▶ _EXERCISE GOAL_: The lines to extract start at the one containing "If you could pin the yellow" and end with the last line; give them exactly and nothing more.

(Stored data)

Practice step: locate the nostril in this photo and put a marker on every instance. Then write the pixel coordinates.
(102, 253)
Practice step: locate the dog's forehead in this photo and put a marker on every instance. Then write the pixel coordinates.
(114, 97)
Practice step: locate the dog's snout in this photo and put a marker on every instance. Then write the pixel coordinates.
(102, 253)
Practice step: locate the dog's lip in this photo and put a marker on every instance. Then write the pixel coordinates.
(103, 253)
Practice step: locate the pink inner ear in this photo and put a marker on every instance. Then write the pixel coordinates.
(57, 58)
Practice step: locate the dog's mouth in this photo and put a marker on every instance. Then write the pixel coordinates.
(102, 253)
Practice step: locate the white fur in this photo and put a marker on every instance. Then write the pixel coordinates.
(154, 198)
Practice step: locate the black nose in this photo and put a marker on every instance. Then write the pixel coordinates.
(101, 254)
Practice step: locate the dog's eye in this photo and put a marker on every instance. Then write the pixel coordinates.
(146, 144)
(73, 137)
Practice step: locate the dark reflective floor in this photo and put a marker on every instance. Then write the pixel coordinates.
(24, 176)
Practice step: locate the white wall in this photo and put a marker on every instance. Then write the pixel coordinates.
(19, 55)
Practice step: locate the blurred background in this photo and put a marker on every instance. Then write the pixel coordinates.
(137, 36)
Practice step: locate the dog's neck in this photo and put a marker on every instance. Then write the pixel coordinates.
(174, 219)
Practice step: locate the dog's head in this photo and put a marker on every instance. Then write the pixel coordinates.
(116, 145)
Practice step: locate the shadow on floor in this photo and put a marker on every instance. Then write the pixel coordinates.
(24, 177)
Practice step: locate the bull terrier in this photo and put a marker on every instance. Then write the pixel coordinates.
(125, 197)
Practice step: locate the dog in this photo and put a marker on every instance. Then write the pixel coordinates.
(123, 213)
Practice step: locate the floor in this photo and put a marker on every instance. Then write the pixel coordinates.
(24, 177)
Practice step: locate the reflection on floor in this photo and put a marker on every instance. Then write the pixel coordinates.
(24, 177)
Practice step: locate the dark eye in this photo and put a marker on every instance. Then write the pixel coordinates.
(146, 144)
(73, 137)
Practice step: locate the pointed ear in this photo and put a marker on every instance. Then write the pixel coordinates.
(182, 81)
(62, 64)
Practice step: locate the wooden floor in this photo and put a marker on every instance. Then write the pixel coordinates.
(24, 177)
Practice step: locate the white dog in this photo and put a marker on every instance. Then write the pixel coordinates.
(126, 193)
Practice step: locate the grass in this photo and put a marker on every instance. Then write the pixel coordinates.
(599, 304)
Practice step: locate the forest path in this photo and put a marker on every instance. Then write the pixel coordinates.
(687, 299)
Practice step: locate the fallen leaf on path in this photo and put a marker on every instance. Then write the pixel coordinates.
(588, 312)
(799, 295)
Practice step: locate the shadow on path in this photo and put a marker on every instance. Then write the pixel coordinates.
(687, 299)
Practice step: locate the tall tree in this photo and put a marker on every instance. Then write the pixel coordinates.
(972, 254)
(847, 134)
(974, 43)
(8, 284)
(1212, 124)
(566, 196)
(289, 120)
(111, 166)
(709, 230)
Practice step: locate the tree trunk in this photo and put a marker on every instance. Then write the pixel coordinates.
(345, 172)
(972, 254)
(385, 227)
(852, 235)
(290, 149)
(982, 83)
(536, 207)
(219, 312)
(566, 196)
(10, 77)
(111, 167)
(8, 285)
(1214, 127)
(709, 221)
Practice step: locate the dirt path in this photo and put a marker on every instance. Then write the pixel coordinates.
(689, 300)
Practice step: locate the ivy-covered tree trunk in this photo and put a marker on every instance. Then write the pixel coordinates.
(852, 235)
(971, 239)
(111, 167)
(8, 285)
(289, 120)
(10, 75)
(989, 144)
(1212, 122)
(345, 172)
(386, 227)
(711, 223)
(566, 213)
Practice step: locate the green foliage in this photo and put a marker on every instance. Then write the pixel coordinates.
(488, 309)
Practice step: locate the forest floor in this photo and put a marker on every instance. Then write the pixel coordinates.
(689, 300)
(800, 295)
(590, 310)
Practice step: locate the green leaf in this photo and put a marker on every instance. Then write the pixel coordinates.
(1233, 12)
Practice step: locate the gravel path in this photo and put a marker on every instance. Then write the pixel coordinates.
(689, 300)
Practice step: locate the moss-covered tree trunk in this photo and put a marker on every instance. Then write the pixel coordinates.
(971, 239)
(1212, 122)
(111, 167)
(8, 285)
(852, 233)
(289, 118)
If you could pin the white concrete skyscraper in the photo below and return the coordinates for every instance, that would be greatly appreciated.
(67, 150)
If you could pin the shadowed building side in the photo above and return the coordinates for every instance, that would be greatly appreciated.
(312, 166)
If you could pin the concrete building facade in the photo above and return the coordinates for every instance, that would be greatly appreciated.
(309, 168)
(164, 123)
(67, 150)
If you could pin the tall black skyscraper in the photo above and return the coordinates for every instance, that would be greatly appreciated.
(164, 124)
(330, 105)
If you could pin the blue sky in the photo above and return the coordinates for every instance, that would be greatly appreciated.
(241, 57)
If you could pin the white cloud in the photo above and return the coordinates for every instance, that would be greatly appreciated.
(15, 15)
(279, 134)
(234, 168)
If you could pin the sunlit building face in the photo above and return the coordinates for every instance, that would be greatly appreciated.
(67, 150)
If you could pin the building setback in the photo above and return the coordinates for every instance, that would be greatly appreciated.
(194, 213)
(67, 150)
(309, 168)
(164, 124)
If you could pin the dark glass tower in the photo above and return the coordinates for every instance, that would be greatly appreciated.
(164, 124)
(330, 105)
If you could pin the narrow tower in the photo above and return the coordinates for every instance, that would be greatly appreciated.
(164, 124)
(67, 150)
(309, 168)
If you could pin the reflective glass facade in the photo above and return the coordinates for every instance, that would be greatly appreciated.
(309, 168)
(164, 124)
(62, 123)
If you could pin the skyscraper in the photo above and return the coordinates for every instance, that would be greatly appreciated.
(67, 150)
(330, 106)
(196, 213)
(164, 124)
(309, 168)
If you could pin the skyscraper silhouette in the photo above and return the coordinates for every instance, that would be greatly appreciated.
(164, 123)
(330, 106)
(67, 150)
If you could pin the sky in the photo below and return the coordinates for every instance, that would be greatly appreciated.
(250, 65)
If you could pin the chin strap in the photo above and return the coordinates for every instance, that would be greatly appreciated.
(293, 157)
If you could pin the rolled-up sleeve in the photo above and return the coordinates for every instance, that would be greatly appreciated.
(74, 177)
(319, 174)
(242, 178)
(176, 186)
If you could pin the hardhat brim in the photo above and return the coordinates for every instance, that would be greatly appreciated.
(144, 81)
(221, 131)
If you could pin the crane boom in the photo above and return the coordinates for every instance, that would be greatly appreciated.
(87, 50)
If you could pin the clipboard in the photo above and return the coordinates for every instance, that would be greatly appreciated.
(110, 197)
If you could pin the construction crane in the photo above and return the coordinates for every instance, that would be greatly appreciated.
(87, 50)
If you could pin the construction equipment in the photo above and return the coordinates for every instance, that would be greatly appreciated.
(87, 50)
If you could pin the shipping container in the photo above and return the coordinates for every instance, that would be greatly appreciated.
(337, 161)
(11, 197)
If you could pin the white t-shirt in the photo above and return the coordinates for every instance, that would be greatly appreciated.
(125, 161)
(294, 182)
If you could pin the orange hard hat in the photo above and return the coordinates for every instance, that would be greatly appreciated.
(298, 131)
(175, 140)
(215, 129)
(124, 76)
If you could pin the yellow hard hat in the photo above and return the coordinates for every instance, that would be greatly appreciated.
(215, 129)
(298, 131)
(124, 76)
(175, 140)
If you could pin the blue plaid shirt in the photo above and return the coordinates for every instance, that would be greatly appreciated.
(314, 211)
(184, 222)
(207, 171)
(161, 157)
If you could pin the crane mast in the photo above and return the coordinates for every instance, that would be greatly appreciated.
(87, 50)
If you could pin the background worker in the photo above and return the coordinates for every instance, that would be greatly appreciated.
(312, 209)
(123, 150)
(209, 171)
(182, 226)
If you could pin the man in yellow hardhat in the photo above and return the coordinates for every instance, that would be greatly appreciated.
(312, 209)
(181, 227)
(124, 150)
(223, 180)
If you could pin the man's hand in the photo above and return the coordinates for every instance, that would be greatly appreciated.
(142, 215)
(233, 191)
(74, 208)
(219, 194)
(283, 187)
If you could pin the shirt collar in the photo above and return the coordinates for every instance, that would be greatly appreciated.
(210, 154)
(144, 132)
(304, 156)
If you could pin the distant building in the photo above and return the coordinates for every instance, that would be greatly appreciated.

▶ _WRITTEN REPLY_:
If you could pin the yellow hard hat in the photo above and return the coordinates for every instance, that would be greatly appreciated.
(215, 129)
(298, 131)
(124, 76)
(175, 140)
If you could pin the blue plaid shirt in the photo above and return the coordinates for every instance, that would be greatly appreciated.
(314, 211)
(184, 222)
(207, 171)
(161, 157)
If you could pin the crane mast in the photo above and return the coordinates for every instance, that would be greatly appreciated.
(87, 50)
If you could pin the background worker in the photo above and return the coordinates for every instance, that would be greatly appreciated.
(312, 209)
(123, 150)
(209, 171)
(182, 226)
If you could pin the man in yellow hardhat in the photo above and return the coordinates for every instance, that would be greatly appreciated.
(312, 209)
(181, 227)
(124, 150)
(223, 180)
If you could pin the man's hand in the photo above and return the coordinates for every instance, that would be greatly appreciated.
(142, 215)
(233, 191)
(74, 208)
(219, 194)
(283, 187)
If you could pin the shirt collar in the photo above and return the coordinates for every instance, that would be greatly appreciated.
(210, 154)
(144, 132)
(304, 156)
If you could pin the distant building in the photo above and return the coordinates for every instance, that would be greatly appreciated.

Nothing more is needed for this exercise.